_Page excerpt_.
Blog of the International Journal of Constitutional Law

Columnists

The idea of the columns is to provide the blog with regular contributors who have a distinctive voice and unique perspective on public law. Columns, while scholarly in accordance with the tone of the blog and about the same length as a normal blog post, will be a bit more “op-ed” in nature than standard posts.

Each columnist will produce one column every two months, and therefore the blog will run a column once every two weeks. The initial schedule will be as follows, with the schedule then repeating in March and every other month thereafter.

Although we expect that many of our readers are already familiar with their work, we append brief bios for each of our new columnists below.

2023 Columnists

  • Teresa Violante

    Teresa Violante is a PhD Candidate at Friedrich-Alexander-Universität Erlangen-Nürnberg and a Visiting Research Fellow at the Max Planck Institute for Comparative Public Law and International Law in Heidelberg. She holds a graduate degree in law (University of Coimbra) and a European Master’s Degree in Human Rights and Democratization (University of Padova), and lectures on fundamental rights and constitutional law (University Lusófona, Lisbon). In her PhD project, she investigates weak judicial review by European constitutional courts. She is also the Director of the Institute for the Global Rule of Law of the European Public Law Organization.

_Exercises to complete_.
1. Print the passage of the columnists page from "Blog of the" up to and including "than standard posts.".
2. Turn the paragraph of the columnists page that begins "Teresa Violante is a PhD Candidate" into a short bulleted list of its main facts.

_Source information_.
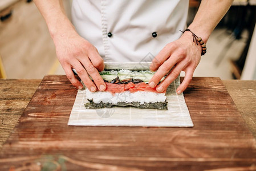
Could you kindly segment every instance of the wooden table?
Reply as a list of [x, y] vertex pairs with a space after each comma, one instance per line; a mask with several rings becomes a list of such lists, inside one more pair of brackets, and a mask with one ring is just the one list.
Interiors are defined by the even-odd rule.
[[[194, 128], [116, 128], [68, 127], [76, 89], [65, 76], [46, 79], [2, 149], [0, 170], [256, 169], [247, 128], [256, 137], [256, 81], [223, 81], [247, 125], [220, 80], [195, 78], [184, 93]], [[1, 145], [40, 82], [0, 80]]]

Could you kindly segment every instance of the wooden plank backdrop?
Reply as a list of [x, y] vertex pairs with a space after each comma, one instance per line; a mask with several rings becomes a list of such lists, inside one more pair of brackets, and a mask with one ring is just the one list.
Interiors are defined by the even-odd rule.
[[216, 78], [184, 92], [193, 128], [67, 125], [77, 90], [46, 76], [0, 154], [0, 170], [256, 169], [256, 143]]

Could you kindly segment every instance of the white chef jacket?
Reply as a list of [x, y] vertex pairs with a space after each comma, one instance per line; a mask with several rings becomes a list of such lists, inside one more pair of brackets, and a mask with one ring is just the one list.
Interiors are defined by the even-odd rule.
[[72, 19], [104, 61], [148, 62], [180, 37], [188, 6], [189, 0], [74, 0]]

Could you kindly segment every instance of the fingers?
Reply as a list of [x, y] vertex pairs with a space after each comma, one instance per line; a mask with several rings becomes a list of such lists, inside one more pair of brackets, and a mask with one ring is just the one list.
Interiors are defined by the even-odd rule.
[[[165, 62], [164, 62], [159, 68], [157, 71], [154, 74], [153, 77], [149, 82], [149, 85], [151, 87], [155, 87], [158, 83], [161, 80], [161, 79], [166, 75], [170, 70], [173, 67], [173, 66], [178, 62], [178, 58], [176, 57], [172, 57], [172, 58], [169, 58]], [[182, 68], [181, 68], [182, 70]], [[177, 73], [173, 73], [172, 75], [174, 74], [178, 75], [180, 74], [178, 71], [173, 71], [172, 72], [177, 72]]]
[[149, 69], [155, 71], [171, 55], [171, 52], [175, 48], [175, 46], [172, 43], [169, 43], [152, 60]]
[[96, 85], [89, 78], [89, 75], [88, 75], [87, 72], [83, 67], [83, 66], [81, 64], [81, 63], [79, 61], [76, 61], [74, 64], [72, 64], [72, 66], [76, 70], [78, 76], [81, 79], [81, 80], [83, 80], [86, 87], [87, 87], [87, 88], [88, 88], [92, 92], [95, 91], [97, 89]]
[[190, 68], [186, 71], [186, 74], [185, 75], [182, 83], [177, 88], [176, 92], [178, 94], [180, 94], [188, 88], [188, 86], [192, 80], [193, 73], [194, 70]]
[[75, 76], [73, 71], [72, 71], [72, 68], [70, 66], [66, 65], [63, 66], [63, 70], [65, 71], [67, 78], [71, 83], [71, 84], [78, 88], [81, 89], [83, 88], [83, 84], [79, 82]]
[[156, 91], [159, 92], [162, 92], [166, 90], [169, 85], [172, 83], [180, 75], [183, 68], [184, 68], [186, 63], [178, 63], [167, 75], [164, 80], [161, 82], [156, 87]]
[[[99, 71], [95, 67], [92, 62], [91, 62], [89, 58], [86, 56], [81, 58], [81, 59], [79, 59], [79, 60], [86, 68], [84, 71], [86, 70], [86, 74], [88, 73], [91, 76], [97, 88], [100, 91], [104, 91], [106, 88], [105, 82], [104, 82], [100, 75], [99, 74]], [[84, 82], [83, 79], [82, 80]]]

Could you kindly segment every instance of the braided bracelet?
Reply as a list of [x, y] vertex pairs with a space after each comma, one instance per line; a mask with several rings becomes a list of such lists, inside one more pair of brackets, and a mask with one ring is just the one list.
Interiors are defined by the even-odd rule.
[[181, 31], [180, 30], [180, 31], [181, 31], [182, 32], [184, 33], [185, 31], [190, 31], [192, 33], [192, 36], [193, 36], [193, 42], [195, 42], [197, 44], [197, 45], [198, 45], [198, 44], [197, 43], [197, 42], [199, 42], [199, 43], [200, 43], [201, 47], [202, 47], [202, 53], [201, 54], [201, 55], [202, 56], [204, 54], [205, 54], [205, 53], [206, 52], [206, 44], [205, 44], [205, 42], [204, 42], [203, 40], [202, 40], [202, 38], [200, 37], [198, 37], [196, 35], [195, 35], [194, 34], [194, 32], [193, 32], [192, 31], [191, 31], [190, 29], [189, 28], [186, 28], [186, 30], [185, 30], [184, 31]]

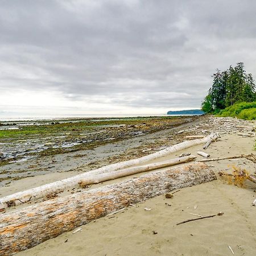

_Outputs in order_.
1.
Blog of the International Journal of Constitutional Law

Columnists

The idea of the columns is to provide the blog with regular contributors who have a distinctive voice and unique perspective on public law. Columns, while scholarly in accordance with the tone of the blog and about the same length as a normal blog post, will be a bit more “op-ed” in nature than standard posts.

2.
- PhD Candidate at Friedrich-Alexander-Universität Erlangen-Nürnberg
- Visiting Research Fellow at the Max Planck Institute for Comparative Public Law and International Law in Heidelberg
- Graduate degree in law from the University of Coimbra
- European Master's Degree in Human Rights and Democratization from the University of Padova
- Lectures on fundamental rights and constitutional law at University Lusófona, Lisbon
- PhD project investigates weak judicial review by European constitutional courts
- Director of the Institute for the Global Rule of Law of the European Public Law Organization